▶ **DO THIS**
Can you render the material below as a Markdown table with the columns "Row" and "Line", numbering each non-blank line? Leave out the pictures.

[Labeled region records]
★ ★ ★ ★ ★
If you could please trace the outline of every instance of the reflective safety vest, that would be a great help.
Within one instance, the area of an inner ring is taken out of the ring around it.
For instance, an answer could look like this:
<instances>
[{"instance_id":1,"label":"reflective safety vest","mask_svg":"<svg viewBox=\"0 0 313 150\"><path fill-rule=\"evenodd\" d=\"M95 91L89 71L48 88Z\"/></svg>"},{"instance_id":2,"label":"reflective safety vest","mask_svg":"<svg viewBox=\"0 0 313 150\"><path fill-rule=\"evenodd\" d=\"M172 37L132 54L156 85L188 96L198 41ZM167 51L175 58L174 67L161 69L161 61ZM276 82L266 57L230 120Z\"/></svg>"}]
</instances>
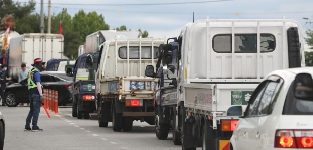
★ ★ ★ ★ ★
▶ **ANSWER TO THIS TASK**
| Row | Line |
|---|---|
| 1 | If you could please trace the outline of every instance of the reflective safety vest, that would be a great help. |
| 2 | Within one instance, the area of an inner ring is taken out of the ring around it. |
| 3 | For instance, an answer could look like this: |
| 4 | <instances> |
| 5 | [{"instance_id":1,"label":"reflective safety vest","mask_svg":"<svg viewBox=\"0 0 313 150\"><path fill-rule=\"evenodd\" d=\"M95 91L89 71L48 88Z\"/></svg>"},{"instance_id":2,"label":"reflective safety vest","mask_svg":"<svg viewBox=\"0 0 313 150\"><path fill-rule=\"evenodd\" d=\"M172 37L132 54L156 85L188 96L198 41ZM167 51L175 58L174 67L161 69L161 61ZM276 82L266 57L230 120Z\"/></svg>"}] |
| 6 | </instances> |